### REQUIRED ACTION
Repeat every line of the data exactly; no picture belongs in the copy.

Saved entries

===============

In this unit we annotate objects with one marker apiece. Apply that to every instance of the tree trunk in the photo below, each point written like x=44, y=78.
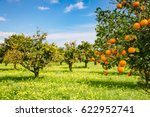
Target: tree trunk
x=6, y=64
x=70, y=67
x=86, y=62
x=15, y=66
x=36, y=73
x=147, y=78
x=61, y=62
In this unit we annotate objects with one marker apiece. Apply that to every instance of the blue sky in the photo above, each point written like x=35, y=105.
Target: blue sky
x=63, y=20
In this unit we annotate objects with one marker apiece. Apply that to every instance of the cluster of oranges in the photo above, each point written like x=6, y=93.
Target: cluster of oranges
x=113, y=52
x=144, y=22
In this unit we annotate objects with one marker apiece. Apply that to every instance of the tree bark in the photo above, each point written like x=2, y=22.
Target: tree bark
x=86, y=62
x=95, y=62
x=15, y=66
x=70, y=67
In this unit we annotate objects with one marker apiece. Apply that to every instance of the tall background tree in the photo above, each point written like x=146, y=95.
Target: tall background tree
x=123, y=35
x=70, y=54
x=85, y=50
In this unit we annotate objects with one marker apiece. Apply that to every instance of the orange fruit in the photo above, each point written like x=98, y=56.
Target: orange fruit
x=114, y=52
x=122, y=63
x=98, y=61
x=112, y=41
x=105, y=67
x=120, y=69
x=105, y=73
x=135, y=12
x=149, y=21
x=108, y=52
x=136, y=4
x=137, y=26
x=131, y=50
x=124, y=2
x=144, y=22
x=92, y=59
x=119, y=6
x=96, y=52
x=103, y=58
x=123, y=52
x=142, y=8
x=127, y=37
x=106, y=62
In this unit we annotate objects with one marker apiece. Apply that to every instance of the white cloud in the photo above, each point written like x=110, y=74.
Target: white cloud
x=61, y=38
x=79, y=5
x=91, y=14
x=2, y=19
x=54, y=1
x=6, y=34
x=43, y=8
x=13, y=0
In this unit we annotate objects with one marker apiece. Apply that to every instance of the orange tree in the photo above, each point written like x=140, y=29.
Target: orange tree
x=85, y=50
x=123, y=35
x=70, y=54
x=33, y=53
x=2, y=52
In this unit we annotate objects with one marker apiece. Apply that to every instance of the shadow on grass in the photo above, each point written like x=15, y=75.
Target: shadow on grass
x=6, y=69
x=17, y=79
x=110, y=84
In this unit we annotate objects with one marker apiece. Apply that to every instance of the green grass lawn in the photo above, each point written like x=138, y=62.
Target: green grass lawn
x=57, y=83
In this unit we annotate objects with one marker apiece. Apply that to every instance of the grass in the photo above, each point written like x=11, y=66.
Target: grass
x=57, y=83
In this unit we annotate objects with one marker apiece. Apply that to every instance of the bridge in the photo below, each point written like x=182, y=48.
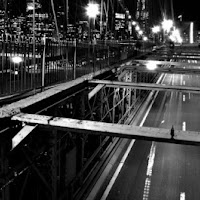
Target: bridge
x=120, y=132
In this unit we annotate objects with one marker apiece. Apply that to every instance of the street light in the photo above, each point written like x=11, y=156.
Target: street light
x=155, y=30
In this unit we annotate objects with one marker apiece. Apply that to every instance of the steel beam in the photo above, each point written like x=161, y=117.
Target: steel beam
x=147, y=86
x=95, y=90
x=110, y=129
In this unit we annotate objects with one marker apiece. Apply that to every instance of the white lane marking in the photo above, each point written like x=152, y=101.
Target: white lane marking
x=173, y=79
x=149, y=171
x=112, y=181
x=182, y=196
x=184, y=126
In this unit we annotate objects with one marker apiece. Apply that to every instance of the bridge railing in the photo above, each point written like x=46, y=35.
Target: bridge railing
x=26, y=65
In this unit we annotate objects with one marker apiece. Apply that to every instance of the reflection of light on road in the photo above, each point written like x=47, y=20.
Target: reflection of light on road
x=149, y=171
x=183, y=97
x=112, y=181
x=181, y=79
x=184, y=126
x=182, y=196
x=173, y=79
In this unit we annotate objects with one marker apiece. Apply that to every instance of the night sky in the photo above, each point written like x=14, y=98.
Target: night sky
x=190, y=10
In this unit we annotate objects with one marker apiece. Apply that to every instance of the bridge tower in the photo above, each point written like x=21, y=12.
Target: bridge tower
x=143, y=14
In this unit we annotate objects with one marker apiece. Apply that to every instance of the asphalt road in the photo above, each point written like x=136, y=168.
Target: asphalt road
x=164, y=171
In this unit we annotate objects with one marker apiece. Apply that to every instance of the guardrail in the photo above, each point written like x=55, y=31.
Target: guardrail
x=25, y=65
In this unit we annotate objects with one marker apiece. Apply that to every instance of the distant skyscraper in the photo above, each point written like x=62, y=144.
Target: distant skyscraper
x=142, y=14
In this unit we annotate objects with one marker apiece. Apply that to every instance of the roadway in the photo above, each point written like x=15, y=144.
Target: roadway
x=155, y=171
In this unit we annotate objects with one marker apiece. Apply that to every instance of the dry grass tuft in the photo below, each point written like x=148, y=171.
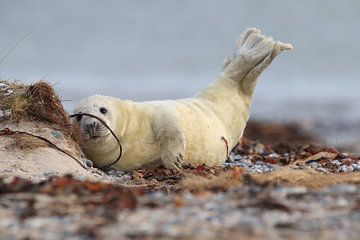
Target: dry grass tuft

===============

### EXPECTED ANSWER
In this unit we annotate objects with one marker apiece. Apply that to every instance of the tree trunk in the photo below, each point written like x=44, y=78.
Target: tree trunk
x=6, y=64
x=70, y=67
x=86, y=62
x=15, y=66
x=36, y=73
x=147, y=78
x=61, y=62
In this unit we annotate objects with one marker apiece. Apply that to every instance of the blue sky in the photo above, each point written like x=35, y=105.
Target: blue sky
x=63, y=20
In this unit we annotate objects with one marker apiece. Apply that to every instance of the cluster of oranges in the photo above, each point written like x=6, y=93.
Target: cluster of oranges
x=113, y=52
x=144, y=22
In this unit we annotate objects with one marker apiece. Apply that to every instance of the tree bark in the photo above, each point written like x=2, y=22.
Target: tree bark
x=86, y=62
x=95, y=62
x=15, y=66
x=70, y=67
In this unit we annotate objects with one marker apiece. Apply that to every instance of the tall background tree in the photo above, each point written like x=146, y=95.
Target: tall background tree
x=123, y=35
x=70, y=54
x=85, y=50
In this unit we annotate objects with one marker apiece. Apply that to every instance of the orange fruit in the photo above, each point written like x=98, y=56.
Target: orange fruit
x=114, y=52
x=122, y=63
x=98, y=61
x=112, y=41
x=105, y=67
x=120, y=69
x=105, y=73
x=135, y=12
x=149, y=21
x=108, y=52
x=136, y=4
x=137, y=26
x=131, y=50
x=124, y=2
x=144, y=22
x=92, y=59
x=119, y=6
x=96, y=52
x=103, y=58
x=123, y=52
x=142, y=8
x=127, y=37
x=106, y=62
In this unit we annotate objects with one marker apiece. Apply that to every instance of the white cloud in the photo above, each point written like x=110, y=74.
Target: white cloud
x=61, y=38
x=79, y=5
x=91, y=14
x=2, y=19
x=54, y=1
x=6, y=34
x=43, y=8
x=13, y=0
In this unit we annotate objects with one marker apiece. Apply that to every instance of the orange tree in the photo above, each point written like x=140, y=29.
Target: orange tree
x=85, y=50
x=123, y=35
x=70, y=54
x=33, y=53
x=2, y=52
In this unit we annotate objects with one marker apiece. Apply that to every instance of the shadow on grass in the photo above, each point written like x=15, y=75.
Target: shadow on grass
x=6, y=69
x=17, y=79
x=110, y=84
In this unit we annotate objects with one marker apiece. Apply that to every instance of the green grass lawn in the photo above, each point written like x=138, y=62.
Target: green grass lawn
x=57, y=83
In this unit we annotate objects with one marker apiece. Apply that to every instance of the grass in the photo above, each point written like x=11, y=66.
Target: grass
x=57, y=83
In this unit we annotate objects with one marker apiece. Apply that to every instance of the bridge in the photo below, each point written like x=182, y=48.
Target: bridge
x=120, y=132
In this unit we annotate objects with one marker apiece. Apply that to every instance of the street light in the photo above, each point written like x=11, y=156.
Target: street light
x=155, y=30
In this unit we annotate objects with one marker apiece. Apply that to every instance of the steel beam in the photo above, each point written like x=161, y=117.
Target: steel beam
x=147, y=86
x=95, y=90
x=110, y=129
In this unit we annotate objects with one marker apiece. Apply that to every instance of the white lane marking in the photo above, each point written like x=152, y=101.
Target: white lane marking
x=173, y=79
x=149, y=171
x=112, y=181
x=182, y=196
x=184, y=126
In this unit we annotate objects with one marker apiece. Apply that to every instance of the bridge railing in the photo above, each point written like x=46, y=35.
Target: bridge railing
x=26, y=65
In this unit we annotate objects with one marker apiece. Apply that to every instance of the reflection of light on road in the photo above, each point written like x=47, y=20.
Target: reflection of light on road
x=149, y=171
x=183, y=97
x=112, y=181
x=181, y=79
x=184, y=126
x=182, y=196
x=173, y=79
In this unit we annotate objects with one marker apiece. Apply that to every instance of the night sky in the photo above, each point written like x=14, y=98.
Target: night sky
x=190, y=10
In this unit we annotate objects with one marker apiece. Apply that to every instance of the bridge tower in the photo above, each point written like x=21, y=12.
Target: bridge tower
x=143, y=14
In this unit we annotate objects with one marker apiece. Apply that to every instance of the asphalt road in the photo above, each point written like x=136, y=168.
Target: asphalt road
x=164, y=171
In this unit we annotate objects with one marker apiece. Apply that to every instance of the guardrail in the photo above, each point written like x=55, y=31.
Target: guardrail
x=25, y=65
In this unit we annotate objects with one marker apiece. Apply that to every instance of the distant skyscraper in the photo above, each point written like x=62, y=144.
Target: distant skyscraper
x=142, y=14
In this unit we annotate objects with one marker apiece. Apply that to every instance of the roadway in the photo above, each point written like x=15, y=144.
Target: roadway
x=155, y=171
In this unit we annotate objects with one marker apiece. Apply that to every instance of the dry grass tuft in the photo below, each point written like x=148, y=171.
Target: dry grass tuft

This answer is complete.